YOUR OBJECTIVE
Below are some entries. Repeat exactly the lines from the one with "Target: orange baseball cap" through the one with "Target: clasped hand", and only those.
*** SOURCE INFORMATION
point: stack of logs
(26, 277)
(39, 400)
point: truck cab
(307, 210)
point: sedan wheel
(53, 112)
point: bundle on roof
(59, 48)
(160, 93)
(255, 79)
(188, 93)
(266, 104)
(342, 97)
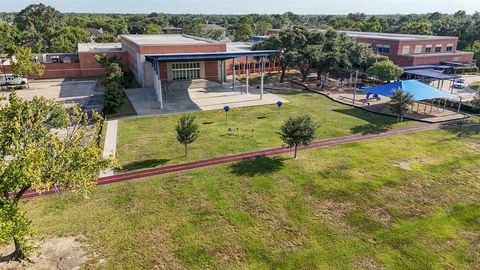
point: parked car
(459, 83)
(11, 79)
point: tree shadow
(143, 164)
(462, 129)
(257, 166)
(371, 128)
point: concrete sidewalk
(110, 146)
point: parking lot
(66, 91)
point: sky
(252, 6)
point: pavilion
(419, 91)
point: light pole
(3, 67)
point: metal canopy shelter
(430, 73)
(419, 91)
(219, 56)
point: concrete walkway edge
(110, 146)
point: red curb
(237, 157)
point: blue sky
(252, 6)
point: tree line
(45, 29)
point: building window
(383, 48)
(449, 48)
(418, 49)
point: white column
(247, 71)
(233, 74)
(160, 94)
(261, 78)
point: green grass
(403, 202)
(150, 141)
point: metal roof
(419, 90)
(431, 73)
(207, 56)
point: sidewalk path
(231, 158)
(109, 149)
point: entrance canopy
(419, 90)
(208, 56)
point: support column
(160, 92)
(261, 77)
(233, 75)
(247, 71)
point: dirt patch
(366, 264)
(56, 253)
(475, 145)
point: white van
(11, 79)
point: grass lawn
(476, 85)
(404, 202)
(150, 141)
(125, 110)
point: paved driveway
(68, 92)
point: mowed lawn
(403, 202)
(150, 141)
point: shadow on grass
(376, 123)
(144, 164)
(257, 166)
(371, 128)
(462, 129)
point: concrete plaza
(197, 95)
(69, 92)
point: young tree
(25, 65)
(385, 71)
(399, 102)
(298, 130)
(187, 130)
(35, 155)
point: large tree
(298, 130)
(399, 103)
(153, 29)
(24, 64)
(68, 38)
(43, 146)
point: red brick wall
(211, 70)
(90, 67)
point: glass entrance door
(186, 71)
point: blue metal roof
(208, 56)
(258, 38)
(431, 73)
(418, 67)
(419, 90)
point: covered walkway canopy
(430, 73)
(218, 56)
(419, 90)
(208, 56)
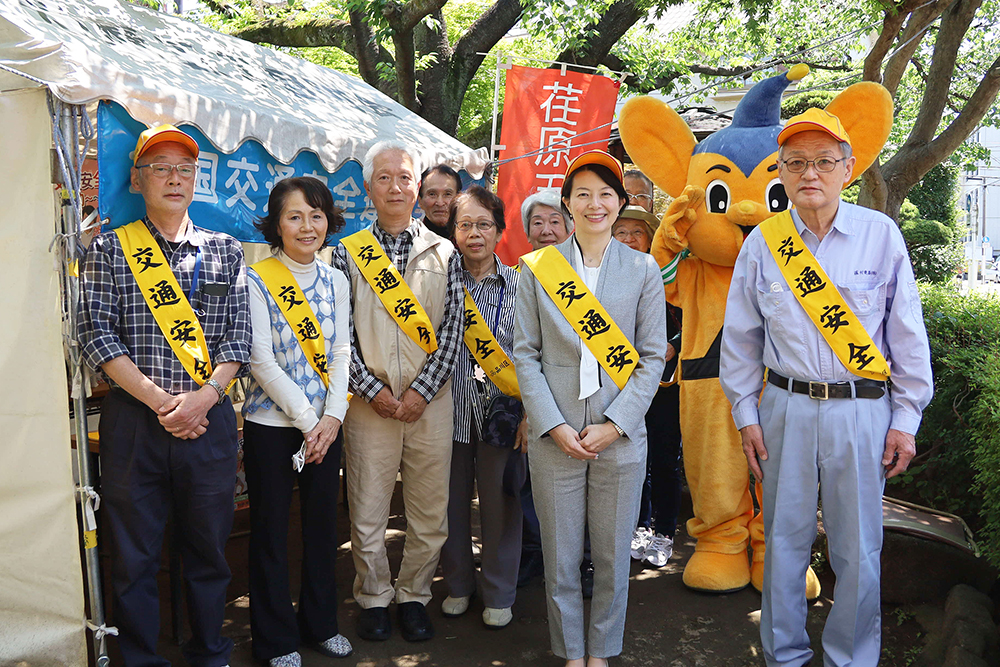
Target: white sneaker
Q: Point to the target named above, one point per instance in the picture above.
(659, 550)
(640, 540)
(455, 606)
(497, 618)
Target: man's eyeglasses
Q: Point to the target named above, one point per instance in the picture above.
(623, 234)
(481, 225)
(822, 164)
(162, 169)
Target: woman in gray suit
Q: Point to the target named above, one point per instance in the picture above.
(587, 436)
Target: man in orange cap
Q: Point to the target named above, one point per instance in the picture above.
(164, 315)
(823, 301)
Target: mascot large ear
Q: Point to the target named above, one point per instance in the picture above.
(865, 109)
(658, 141)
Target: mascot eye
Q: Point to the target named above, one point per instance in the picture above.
(717, 197)
(777, 200)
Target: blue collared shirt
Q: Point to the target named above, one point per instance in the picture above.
(865, 257)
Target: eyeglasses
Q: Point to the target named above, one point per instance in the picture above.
(163, 169)
(623, 234)
(481, 225)
(822, 164)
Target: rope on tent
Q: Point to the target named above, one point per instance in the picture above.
(101, 632)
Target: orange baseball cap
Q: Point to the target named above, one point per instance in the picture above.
(814, 119)
(160, 134)
(597, 157)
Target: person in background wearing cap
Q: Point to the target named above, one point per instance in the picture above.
(653, 539)
(545, 221)
(438, 186)
(168, 430)
(586, 434)
(822, 418)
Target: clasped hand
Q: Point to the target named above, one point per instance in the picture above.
(586, 444)
(184, 415)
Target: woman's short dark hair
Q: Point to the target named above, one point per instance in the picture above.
(440, 169)
(316, 194)
(604, 174)
(484, 198)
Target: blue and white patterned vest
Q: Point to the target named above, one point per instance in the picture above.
(287, 350)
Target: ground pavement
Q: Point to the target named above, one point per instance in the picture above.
(668, 625)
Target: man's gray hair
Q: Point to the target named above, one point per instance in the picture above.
(388, 146)
(548, 198)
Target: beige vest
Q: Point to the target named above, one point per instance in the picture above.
(390, 354)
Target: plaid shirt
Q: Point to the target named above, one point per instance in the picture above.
(494, 296)
(115, 319)
(439, 364)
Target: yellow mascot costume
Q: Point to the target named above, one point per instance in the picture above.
(723, 187)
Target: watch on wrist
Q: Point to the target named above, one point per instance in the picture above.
(214, 384)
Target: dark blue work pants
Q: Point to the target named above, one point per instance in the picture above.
(145, 473)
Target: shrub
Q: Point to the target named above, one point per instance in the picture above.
(957, 468)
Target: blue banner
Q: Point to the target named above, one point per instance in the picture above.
(231, 190)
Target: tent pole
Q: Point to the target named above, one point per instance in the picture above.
(65, 127)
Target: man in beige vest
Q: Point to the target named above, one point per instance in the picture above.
(400, 418)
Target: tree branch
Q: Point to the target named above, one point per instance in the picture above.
(222, 7)
(954, 24)
(316, 31)
(369, 53)
(911, 37)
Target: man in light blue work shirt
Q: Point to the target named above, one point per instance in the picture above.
(817, 423)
******
TASK RESULT
Target: orange baseball cap
Q: Point to the target named above, one point per instance in the picture above.
(814, 119)
(160, 134)
(597, 157)
Target: person in background wearing cap
Q: Point to the target named above, one point per instance in the picture above.
(653, 539)
(545, 221)
(438, 186)
(168, 430)
(586, 434)
(822, 418)
Target: clasped hand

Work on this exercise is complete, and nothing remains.